Bounding box annotation entries:
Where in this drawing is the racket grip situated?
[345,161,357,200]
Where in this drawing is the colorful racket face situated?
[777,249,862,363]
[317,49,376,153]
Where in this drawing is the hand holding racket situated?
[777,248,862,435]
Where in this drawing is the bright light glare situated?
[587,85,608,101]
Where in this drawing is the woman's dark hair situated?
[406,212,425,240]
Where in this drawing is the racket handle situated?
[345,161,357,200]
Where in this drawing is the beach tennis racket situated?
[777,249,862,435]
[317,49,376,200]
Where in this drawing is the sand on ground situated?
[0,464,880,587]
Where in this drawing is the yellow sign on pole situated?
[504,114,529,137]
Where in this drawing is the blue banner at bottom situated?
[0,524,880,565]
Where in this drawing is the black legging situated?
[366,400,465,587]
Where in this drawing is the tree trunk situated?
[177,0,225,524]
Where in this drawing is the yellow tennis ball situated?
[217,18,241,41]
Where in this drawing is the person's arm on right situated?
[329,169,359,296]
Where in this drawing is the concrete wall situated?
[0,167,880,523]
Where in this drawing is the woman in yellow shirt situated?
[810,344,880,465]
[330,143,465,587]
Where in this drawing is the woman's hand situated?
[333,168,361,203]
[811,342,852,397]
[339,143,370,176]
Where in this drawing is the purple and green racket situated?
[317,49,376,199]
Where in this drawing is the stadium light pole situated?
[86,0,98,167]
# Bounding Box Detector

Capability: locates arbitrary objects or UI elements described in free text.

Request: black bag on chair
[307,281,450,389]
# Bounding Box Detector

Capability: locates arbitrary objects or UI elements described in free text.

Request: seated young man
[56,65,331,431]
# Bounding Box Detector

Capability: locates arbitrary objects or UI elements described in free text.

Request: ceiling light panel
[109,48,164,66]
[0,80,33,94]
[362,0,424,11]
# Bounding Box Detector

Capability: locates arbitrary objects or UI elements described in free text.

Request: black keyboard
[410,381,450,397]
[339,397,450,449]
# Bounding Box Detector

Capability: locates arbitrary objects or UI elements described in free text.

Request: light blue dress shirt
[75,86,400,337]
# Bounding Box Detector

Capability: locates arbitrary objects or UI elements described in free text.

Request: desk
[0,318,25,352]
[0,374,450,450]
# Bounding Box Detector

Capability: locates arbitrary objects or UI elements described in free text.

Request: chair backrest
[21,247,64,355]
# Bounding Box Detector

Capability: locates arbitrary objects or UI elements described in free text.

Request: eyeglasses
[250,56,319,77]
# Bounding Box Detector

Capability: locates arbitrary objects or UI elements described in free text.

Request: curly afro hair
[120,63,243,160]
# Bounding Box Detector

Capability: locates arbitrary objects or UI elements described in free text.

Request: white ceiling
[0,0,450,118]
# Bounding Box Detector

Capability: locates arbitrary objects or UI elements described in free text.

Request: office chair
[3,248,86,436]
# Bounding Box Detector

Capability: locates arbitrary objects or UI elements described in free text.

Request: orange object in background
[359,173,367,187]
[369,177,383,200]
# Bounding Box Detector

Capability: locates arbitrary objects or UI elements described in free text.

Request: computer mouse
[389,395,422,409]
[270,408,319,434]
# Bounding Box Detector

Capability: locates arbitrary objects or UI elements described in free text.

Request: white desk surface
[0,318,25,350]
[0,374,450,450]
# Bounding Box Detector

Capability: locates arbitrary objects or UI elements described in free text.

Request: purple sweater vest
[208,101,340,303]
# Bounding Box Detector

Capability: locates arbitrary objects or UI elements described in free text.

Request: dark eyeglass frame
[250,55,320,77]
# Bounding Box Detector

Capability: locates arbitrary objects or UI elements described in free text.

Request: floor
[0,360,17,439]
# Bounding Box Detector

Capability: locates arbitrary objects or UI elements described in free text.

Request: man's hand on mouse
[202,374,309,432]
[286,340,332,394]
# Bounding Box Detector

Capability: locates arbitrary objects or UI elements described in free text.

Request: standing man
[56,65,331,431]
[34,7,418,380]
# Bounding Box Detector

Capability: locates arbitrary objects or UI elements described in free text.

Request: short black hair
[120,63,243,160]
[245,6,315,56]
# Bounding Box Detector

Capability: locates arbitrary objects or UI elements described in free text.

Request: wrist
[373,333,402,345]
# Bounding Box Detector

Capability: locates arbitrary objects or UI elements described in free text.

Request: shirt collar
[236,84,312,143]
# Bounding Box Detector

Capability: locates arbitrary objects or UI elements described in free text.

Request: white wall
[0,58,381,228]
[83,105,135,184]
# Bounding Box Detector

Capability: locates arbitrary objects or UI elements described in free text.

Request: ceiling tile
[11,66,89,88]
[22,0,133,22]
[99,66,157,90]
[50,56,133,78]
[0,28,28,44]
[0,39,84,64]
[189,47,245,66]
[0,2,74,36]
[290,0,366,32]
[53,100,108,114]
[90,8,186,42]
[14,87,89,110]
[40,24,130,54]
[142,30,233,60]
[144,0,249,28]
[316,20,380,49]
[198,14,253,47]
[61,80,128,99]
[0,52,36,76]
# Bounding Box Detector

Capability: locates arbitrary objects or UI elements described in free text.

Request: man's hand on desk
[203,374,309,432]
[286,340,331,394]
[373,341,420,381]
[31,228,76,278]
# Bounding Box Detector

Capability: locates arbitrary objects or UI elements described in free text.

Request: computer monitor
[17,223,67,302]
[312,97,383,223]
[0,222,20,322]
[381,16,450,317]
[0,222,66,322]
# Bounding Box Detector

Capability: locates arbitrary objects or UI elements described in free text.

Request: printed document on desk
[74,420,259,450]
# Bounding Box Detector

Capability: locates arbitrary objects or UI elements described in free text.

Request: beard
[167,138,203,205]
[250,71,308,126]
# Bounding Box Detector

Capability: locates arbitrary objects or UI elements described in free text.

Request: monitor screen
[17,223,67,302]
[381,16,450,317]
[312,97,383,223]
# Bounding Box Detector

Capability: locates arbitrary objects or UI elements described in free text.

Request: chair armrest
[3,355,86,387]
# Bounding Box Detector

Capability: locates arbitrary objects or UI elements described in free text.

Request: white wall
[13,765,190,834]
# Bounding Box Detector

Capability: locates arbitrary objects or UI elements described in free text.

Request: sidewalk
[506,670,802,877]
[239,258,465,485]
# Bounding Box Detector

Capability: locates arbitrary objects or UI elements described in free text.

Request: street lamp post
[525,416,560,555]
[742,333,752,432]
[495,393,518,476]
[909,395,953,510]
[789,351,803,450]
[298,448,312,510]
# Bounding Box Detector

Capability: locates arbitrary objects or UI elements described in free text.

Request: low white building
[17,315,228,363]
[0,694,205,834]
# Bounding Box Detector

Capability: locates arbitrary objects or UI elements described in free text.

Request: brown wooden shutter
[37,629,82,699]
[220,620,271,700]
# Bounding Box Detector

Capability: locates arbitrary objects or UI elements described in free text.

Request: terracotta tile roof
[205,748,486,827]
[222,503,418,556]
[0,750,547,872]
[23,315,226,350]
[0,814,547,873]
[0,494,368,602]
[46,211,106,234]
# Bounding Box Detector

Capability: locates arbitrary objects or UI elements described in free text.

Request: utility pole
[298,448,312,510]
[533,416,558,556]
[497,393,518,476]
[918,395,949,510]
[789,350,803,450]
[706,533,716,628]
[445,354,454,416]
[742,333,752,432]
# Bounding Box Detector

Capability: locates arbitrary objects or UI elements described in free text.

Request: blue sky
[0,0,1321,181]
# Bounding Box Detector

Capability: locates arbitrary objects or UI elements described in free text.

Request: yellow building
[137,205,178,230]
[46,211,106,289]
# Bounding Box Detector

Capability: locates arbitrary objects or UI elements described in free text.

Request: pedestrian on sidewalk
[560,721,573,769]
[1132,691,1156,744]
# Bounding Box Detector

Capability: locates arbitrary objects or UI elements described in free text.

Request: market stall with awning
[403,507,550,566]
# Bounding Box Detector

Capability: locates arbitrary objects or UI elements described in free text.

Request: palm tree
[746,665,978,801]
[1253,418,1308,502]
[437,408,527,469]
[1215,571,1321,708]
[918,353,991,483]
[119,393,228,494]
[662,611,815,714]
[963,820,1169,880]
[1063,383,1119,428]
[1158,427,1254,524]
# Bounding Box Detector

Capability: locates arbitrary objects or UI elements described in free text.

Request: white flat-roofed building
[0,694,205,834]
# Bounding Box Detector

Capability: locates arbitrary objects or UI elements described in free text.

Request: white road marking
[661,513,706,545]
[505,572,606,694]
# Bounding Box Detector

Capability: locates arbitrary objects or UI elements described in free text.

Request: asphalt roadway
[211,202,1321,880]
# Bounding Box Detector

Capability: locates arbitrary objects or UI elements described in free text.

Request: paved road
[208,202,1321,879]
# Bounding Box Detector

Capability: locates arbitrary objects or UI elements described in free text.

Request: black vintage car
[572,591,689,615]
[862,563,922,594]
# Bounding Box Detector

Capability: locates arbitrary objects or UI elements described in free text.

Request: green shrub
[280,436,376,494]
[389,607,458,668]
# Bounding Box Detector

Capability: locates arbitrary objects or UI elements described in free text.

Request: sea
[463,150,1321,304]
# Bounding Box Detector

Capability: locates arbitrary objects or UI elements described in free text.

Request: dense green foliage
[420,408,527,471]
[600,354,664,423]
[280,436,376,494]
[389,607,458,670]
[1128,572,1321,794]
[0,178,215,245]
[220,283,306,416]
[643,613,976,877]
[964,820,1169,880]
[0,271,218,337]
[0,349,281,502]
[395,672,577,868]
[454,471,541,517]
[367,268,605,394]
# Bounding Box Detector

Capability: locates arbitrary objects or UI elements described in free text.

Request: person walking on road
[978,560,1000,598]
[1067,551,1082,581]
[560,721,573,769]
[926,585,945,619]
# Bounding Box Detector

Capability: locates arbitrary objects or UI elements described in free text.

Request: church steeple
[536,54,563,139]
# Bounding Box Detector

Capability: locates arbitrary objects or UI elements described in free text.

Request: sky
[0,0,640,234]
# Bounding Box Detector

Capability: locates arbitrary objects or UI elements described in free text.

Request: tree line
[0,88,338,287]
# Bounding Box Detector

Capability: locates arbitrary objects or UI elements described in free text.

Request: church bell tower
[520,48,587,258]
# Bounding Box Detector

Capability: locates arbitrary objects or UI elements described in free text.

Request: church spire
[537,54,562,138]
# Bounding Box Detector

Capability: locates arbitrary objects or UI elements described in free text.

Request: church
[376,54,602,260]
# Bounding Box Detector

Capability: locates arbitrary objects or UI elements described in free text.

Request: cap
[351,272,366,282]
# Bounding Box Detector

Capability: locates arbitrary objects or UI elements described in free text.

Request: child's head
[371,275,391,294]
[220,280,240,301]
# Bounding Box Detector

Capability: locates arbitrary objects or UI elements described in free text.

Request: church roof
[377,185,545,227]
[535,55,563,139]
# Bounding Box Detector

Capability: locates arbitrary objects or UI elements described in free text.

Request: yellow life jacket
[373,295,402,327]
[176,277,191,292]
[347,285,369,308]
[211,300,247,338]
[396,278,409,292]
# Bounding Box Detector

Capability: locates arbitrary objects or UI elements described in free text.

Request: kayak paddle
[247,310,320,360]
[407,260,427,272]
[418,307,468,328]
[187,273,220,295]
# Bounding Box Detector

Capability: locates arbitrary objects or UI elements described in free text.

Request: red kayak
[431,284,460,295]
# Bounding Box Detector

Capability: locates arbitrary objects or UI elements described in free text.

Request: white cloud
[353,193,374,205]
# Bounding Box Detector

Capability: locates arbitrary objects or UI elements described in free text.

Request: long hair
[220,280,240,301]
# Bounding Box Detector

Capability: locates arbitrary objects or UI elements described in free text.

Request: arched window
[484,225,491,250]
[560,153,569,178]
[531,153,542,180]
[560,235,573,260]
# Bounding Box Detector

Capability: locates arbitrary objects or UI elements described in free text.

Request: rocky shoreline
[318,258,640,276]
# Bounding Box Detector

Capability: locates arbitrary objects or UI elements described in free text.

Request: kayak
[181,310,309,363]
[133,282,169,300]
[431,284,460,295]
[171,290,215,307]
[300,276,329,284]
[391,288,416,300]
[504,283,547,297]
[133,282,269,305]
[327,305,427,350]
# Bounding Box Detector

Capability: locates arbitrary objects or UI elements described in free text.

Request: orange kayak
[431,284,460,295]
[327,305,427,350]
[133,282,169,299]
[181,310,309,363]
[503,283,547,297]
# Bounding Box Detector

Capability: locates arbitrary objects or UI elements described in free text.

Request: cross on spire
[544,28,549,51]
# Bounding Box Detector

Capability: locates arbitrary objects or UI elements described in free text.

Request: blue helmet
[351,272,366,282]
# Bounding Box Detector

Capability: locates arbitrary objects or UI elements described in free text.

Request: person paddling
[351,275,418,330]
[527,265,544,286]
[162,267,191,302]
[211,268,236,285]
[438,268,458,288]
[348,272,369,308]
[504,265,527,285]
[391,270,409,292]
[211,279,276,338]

◆ **TO DO**
Shift every coordinate in square brackets up by 71 in the part of the records that opens with the line containing "Where in this drawing is the woman's hand" and closes with the line containing "[86,0,98,167]", both lines included. Write out every line of that part again, changing only those coordinates.

◆ **SOLUTION TO THIS TASK**
Where in this drawing is the woman's hand situated?
[404,239,432,274]
[882,413,923,468]
[410,214,441,247]
Where in this drawing is the purple and green racket situated?
[388,120,447,270]
Where in this drawing is the stadium light pole situated?
[157,71,169,238]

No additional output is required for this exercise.